>>>

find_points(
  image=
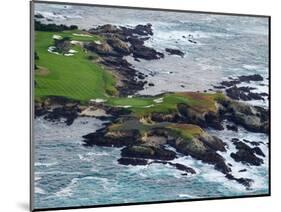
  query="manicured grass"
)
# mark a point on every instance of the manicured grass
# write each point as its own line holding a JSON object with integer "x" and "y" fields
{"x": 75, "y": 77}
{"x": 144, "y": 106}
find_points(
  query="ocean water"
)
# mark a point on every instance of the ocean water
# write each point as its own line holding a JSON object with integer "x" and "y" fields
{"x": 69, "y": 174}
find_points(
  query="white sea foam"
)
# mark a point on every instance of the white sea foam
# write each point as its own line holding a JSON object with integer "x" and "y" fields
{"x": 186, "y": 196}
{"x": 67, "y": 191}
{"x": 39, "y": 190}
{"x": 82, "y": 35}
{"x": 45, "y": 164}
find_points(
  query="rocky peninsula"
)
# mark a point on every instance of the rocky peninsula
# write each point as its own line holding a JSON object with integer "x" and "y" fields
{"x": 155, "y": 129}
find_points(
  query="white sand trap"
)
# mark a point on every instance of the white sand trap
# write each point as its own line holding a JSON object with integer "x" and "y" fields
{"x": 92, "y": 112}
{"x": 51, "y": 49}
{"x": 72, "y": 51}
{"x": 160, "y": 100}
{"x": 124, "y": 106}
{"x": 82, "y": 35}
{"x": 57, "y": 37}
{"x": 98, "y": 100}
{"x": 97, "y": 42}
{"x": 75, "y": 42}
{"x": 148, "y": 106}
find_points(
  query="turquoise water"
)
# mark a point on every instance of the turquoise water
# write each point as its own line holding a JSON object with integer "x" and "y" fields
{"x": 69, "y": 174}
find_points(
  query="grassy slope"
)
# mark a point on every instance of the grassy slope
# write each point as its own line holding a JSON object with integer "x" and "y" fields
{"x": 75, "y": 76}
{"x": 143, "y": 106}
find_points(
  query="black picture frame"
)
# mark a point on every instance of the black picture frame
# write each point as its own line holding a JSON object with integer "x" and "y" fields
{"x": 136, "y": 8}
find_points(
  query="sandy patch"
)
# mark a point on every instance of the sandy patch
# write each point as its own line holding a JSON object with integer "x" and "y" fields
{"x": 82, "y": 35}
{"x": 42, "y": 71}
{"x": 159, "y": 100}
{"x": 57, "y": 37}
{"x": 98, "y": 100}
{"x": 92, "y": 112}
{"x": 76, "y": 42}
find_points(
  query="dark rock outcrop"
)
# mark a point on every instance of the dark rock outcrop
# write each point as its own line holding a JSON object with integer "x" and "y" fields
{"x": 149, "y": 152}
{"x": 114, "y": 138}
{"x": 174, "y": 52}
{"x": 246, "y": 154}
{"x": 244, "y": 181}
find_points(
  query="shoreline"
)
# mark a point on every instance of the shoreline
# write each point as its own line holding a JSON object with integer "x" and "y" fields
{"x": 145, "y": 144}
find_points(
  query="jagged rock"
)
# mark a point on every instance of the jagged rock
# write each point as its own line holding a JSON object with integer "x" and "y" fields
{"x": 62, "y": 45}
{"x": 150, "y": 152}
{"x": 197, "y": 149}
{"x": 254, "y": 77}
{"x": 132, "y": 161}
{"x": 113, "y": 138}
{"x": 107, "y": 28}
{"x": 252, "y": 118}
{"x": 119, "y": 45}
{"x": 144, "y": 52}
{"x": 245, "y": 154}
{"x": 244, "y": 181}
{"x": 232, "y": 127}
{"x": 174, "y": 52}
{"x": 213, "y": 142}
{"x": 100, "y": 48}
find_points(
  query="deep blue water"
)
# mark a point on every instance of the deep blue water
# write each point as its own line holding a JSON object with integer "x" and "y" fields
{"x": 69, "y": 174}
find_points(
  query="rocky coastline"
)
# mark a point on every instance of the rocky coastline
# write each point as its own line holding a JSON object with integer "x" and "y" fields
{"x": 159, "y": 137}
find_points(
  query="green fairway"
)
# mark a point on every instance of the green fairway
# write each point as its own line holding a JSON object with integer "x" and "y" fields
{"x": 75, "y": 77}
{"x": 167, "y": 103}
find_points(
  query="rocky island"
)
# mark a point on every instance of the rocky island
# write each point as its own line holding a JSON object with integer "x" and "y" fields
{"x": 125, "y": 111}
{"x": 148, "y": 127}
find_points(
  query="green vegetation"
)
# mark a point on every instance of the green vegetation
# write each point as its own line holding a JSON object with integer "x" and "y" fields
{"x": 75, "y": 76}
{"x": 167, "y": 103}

<<<

Exclude the images, then output the data above word for word.

▶ [Answer for the task]:
find_points(
  image=
  query="manicured grass"
)
# mark a point on every instance of the manicured grass
# write each point as its own line holding a JSON object with integer "x" and "y" fields
{"x": 75, "y": 77}
{"x": 144, "y": 106}
find_points(
  query="ocean water"
)
# mark a point on every instance of the ocean water
# write each point as its own line holding a JSON object with integer "x" and "y" fields
{"x": 69, "y": 174}
find_points(
  query="white sea foam"
)
# mark a point on every instance of the white sea foam
# write each point as its own line holding a JSON object with integer "x" and "y" fields
{"x": 186, "y": 196}
{"x": 67, "y": 191}
{"x": 39, "y": 190}
{"x": 82, "y": 35}
{"x": 45, "y": 164}
find_points(
  query="rocky peninsula"
)
# mark a point on every instance of the rocky peninsula
# write each point as its own line holding a JSON object with integer "x" and "y" fields
{"x": 155, "y": 129}
find_points(
  query="white sand trap"
)
# mark a point on every instance of the white sand trap
# write each point as its own line holding a JSON object with integer "x" and "y" fields
{"x": 92, "y": 112}
{"x": 51, "y": 49}
{"x": 72, "y": 51}
{"x": 160, "y": 100}
{"x": 124, "y": 106}
{"x": 82, "y": 35}
{"x": 57, "y": 37}
{"x": 98, "y": 100}
{"x": 97, "y": 42}
{"x": 75, "y": 42}
{"x": 148, "y": 106}
find_points(
  query="turquoise water"
)
# mark a point on every instance of the turquoise water
# write each point as its own line holding a JSON object with integer "x" and "y" fields
{"x": 69, "y": 174}
find_points(
  query="grassy slope"
)
# mark a point on every instance of the grassy slope
# write each point as its own line holding a JSON object with integer "x" and "y" fields
{"x": 75, "y": 76}
{"x": 143, "y": 106}
find_points(
  query="black picture frame"
)
# mark a point on every instance of the black picture frame
# write each point as its own line holding a JSON object with integer "x" and "y" fields
{"x": 136, "y": 8}
find_points(
  query="sandy patch"
)
# mark a point on every instance of the sandy patch
# write each point as its own line holding a JSON object with integer "x" and "y" fields
{"x": 82, "y": 35}
{"x": 42, "y": 71}
{"x": 159, "y": 100}
{"x": 57, "y": 37}
{"x": 98, "y": 100}
{"x": 92, "y": 112}
{"x": 76, "y": 42}
find_points(
  query="dark rock outcrop"
)
# mark a point on every instance of the dark rock outcrop
# write each point as its own line holding a JSON object with integer "x" and "y" fields
{"x": 149, "y": 152}
{"x": 114, "y": 138}
{"x": 174, "y": 52}
{"x": 246, "y": 154}
{"x": 244, "y": 181}
find_points(
  query="shoreline"
)
# mark a point on every instance of the shoreline
# write each point as its own line holding a JSON object with integer "x" and "y" fields
{"x": 145, "y": 144}
find_points(
  query="jagged rock"
)
# mark a point on every instance of the jagged rock
# write each point as its own line holding a JSON object with integer "x" and "y" fields
{"x": 62, "y": 45}
{"x": 150, "y": 152}
{"x": 197, "y": 149}
{"x": 254, "y": 77}
{"x": 132, "y": 161}
{"x": 113, "y": 138}
{"x": 107, "y": 28}
{"x": 252, "y": 118}
{"x": 119, "y": 45}
{"x": 144, "y": 52}
{"x": 245, "y": 154}
{"x": 244, "y": 181}
{"x": 232, "y": 127}
{"x": 174, "y": 52}
{"x": 213, "y": 142}
{"x": 100, "y": 48}
find_points(
  query="deep blue water"
)
# mark a point on every instance of the deep blue water
# write each point as its own line holding a JSON object with integer "x" and "y" fields
{"x": 69, "y": 174}
find_points(
  query="rocky coastline"
)
# mark a point on every instance of the rocky coastline
# write each point as its own line holding a JSON object with integer "x" and "y" fields
{"x": 159, "y": 137}
find_points(
  query="green fairway"
)
# mark a point on every instance of the green fairway
# write each point as its own line holding a JSON object with integer "x" and "y" fields
{"x": 75, "y": 77}
{"x": 167, "y": 103}
find_points(
  query="rocky island"
)
# mark a point on every instance of the rocky island
# write each point as its own line holding a JSON object with integer "x" and "y" fields
{"x": 125, "y": 111}
{"x": 148, "y": 127}
find_points(
  query="green vegetation"
)
# mark a point on every instance of the green vegetation
# write each point as its own line holding a JSON object with integer "x" and "y" fields
{"x": 75, "y": 76}
{"x": 167, "y": 103}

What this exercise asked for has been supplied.